YOUR ASSIGNMENT -
Down to the last line, repeat the entries exactly.

______

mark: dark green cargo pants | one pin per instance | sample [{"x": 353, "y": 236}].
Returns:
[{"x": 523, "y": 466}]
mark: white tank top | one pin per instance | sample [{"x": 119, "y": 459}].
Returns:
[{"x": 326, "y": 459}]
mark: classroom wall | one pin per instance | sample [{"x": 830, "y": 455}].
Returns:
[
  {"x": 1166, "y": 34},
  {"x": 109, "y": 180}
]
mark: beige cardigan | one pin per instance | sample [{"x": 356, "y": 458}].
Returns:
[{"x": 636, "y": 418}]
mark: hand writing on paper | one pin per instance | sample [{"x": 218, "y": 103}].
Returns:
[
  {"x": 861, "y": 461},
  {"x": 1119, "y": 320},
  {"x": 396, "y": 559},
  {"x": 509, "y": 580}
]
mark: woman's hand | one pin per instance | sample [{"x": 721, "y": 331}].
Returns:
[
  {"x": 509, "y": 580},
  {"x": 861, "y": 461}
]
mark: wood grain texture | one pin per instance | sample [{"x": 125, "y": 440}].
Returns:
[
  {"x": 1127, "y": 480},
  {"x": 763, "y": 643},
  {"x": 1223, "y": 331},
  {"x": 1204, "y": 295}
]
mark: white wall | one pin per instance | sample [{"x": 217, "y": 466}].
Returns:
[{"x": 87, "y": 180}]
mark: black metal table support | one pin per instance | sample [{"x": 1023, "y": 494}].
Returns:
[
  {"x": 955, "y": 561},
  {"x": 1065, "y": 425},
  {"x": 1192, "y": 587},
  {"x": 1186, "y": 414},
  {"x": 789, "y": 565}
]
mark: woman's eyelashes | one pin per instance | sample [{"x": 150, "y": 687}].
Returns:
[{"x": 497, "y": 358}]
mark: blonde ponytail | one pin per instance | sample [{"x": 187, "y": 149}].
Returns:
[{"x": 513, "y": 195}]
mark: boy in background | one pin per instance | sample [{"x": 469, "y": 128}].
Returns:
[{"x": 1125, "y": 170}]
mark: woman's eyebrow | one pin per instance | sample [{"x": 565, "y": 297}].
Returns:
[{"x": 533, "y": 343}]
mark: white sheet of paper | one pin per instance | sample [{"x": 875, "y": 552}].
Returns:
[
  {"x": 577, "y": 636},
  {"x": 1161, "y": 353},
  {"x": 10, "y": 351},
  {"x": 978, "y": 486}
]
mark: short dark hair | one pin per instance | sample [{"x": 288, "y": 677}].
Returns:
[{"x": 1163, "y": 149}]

______

EXERCISE RESPONSE -
mark: dark green cargo pants | one pin per instance | sample [{"x": 353, "y": 236}].
Returns:
[{"x": 523, "y": 466}]
mark: white tank top | one pin per instance | sample [{"x": 119, "y": 459}].
Returns:
[{"x": 326, "y": 459}]
mark: classroom wall | one pin per instance | sample [{"x": 830, "y": 455}].
Returns:
[
  {"x": 1166, "y": 34},
  {"x": 109, "y": 180}
]
mark: beige cardigan | one pin per instance | sample [{"x": 356, "y": 458}].
Returns:
[{"x": 636, "y": 418}]
mark: hand writing on paper | one pin per instance | sample [{"x": 218, "y": 103}].
Returns:
[
  {"x": 861, "y": 461},
  {"x": 1119, "y": 320},
  {"x": 396, "y": 559},
  {"x": 509, "y": 580}
]
mark: woman's hand | one pin per instance | sample [{"x": 721, "y": 331}].
Returns:
[
  {"x": 509, "y": 580},
  {"x": 861, "y": 461}
]
mark: wood grain texture | one pin per instance | sample [{"x": 125, "y": 440}].
Returns:
[
  {"x": 1127, "y": 480},
  {"x": 763, "y": 643},
  {"x": 1223, "y": 331},
  {"x": 1204, "y": 295}
]
mark: white wall | one pin per instance | sample [{"x": 217, "y": 466}].
Returns:
[{"x": 87, "y": 180}]
mark: black metal table support | one pin per instance | sample [{"x": 1023, "y": 494}].
Returns:
[
  {"x": 955, "y": 561},
  {"x": 1065, "y": 425},
  {"x": 1192, "y": 587},
  {"x": 1186, "y": 414},
  {"x": 789, "y": 565}
]
mark: woman's eyelashes | one pin per instance | sample [{"x": 150, "y": 687}].
Returns:
[{"x": 497, "y": 358}]
mark: blonde ponytail | one pin per instance | sample [{"x": 187, "y": 149}].
Returns:
[{"x": 513, "y": 195}]
mark: boy in background | one pin per instance | sample [{"x": 469, "y": 128}].
Returns:
[{"x": 1125, "y": 170}]
mark: woman's eyebrow | one pin per instance | sample [{"x": 565, "y": 297}].
Returns:
[{"x": 533, "y": 343}]
mark: white sheet of paper | one pin per instance | sample [{"x": 875, "y": 552}].
Returns:
[
  {"x": 577, "y": 636},
  {"x": 1161, "y": 353},
  {"x": 10, "y": 351},
  {"x": 978, "y": 486}
]
mark: short dark hair | one pin per instance | sample [{"x": 288, "y": 677}].
Returns:
[{"x": 1163, "y": 149}]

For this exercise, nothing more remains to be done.